## INSTRUCTIONS FOR THE TASK
Reproduce the lines word for word, from the first one through the line with "[355,624,1115,725]", including that line. Leave the pictures out of your answer.

## RECORDS
□ □ □
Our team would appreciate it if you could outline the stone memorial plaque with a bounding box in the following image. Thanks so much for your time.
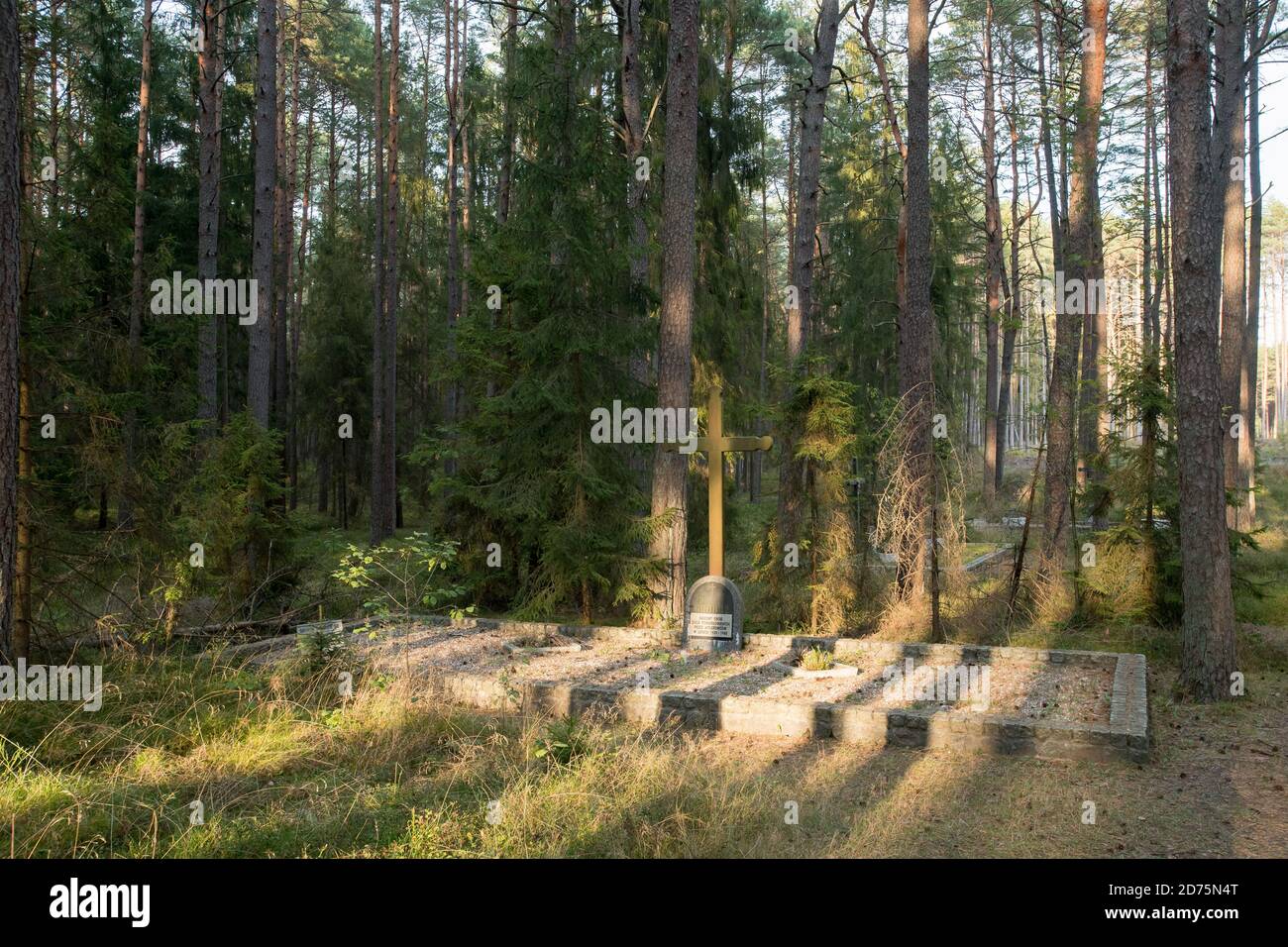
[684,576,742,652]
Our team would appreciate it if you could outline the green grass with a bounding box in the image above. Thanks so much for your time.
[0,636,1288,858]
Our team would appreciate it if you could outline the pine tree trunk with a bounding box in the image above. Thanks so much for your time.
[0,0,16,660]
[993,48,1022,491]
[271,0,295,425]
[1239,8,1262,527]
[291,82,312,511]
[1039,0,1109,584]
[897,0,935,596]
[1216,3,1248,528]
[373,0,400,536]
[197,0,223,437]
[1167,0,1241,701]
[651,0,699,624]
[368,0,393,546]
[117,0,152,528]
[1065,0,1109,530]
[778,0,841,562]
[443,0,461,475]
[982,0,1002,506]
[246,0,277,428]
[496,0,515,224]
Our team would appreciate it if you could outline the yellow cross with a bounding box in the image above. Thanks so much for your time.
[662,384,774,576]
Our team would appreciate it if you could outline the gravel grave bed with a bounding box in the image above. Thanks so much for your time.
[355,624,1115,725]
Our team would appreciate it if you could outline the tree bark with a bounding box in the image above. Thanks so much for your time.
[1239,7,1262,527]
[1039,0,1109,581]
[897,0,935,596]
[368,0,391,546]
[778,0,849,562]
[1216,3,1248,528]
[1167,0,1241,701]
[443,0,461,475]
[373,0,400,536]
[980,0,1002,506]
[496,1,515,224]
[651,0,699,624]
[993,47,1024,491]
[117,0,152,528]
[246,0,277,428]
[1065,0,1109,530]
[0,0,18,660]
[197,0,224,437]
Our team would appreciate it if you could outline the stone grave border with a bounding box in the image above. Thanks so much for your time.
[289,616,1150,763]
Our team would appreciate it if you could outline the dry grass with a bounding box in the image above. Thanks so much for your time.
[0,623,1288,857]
□ □ □
## ANSWER TO THE TASK
Our team would appreciate it if you could outline the stone memorial plaque with a bounding box in the following image. Thanks so much for your time.
[684,576,742,652]
Our team would appreciate it if you could outline the green grass with a bounding box in the image above. Thanks so much for your time.
[0,636,1288,858]
Our team would appreciate it if you could outline the pine tree trunk with a bounding box in the image above. Thanks so much for your time.
[0,0,16,660]
[993,48,1022,491]
[271,0,295,425]
[1239,8,1262,527]
[291,82,312,511]
[1039,0,1109,584]
[897,0,935,596]
[1216,3,1248,528]
[373,0,400,536]
[197,0,223,437]
[1167,0,1241,701]
[651,0,699,624]
[368,0,393,546]
[117,0,152,528]
[1065,0,1109,530]
[778,0,841,562]
[443,0,461,475]
[982,0,1002,506]
[246,0,277,428]
[496,0,515,224]
Our team would appreciate it if you could outline the yellow cross with a bounding box in the image above. Thanks so much for your time.
[662,384,774,576]
Our team would appreciate it if you could outline the gravel grave bed with a bounding box in the image above. Thanks so much for your time.
[355,624,1115,725]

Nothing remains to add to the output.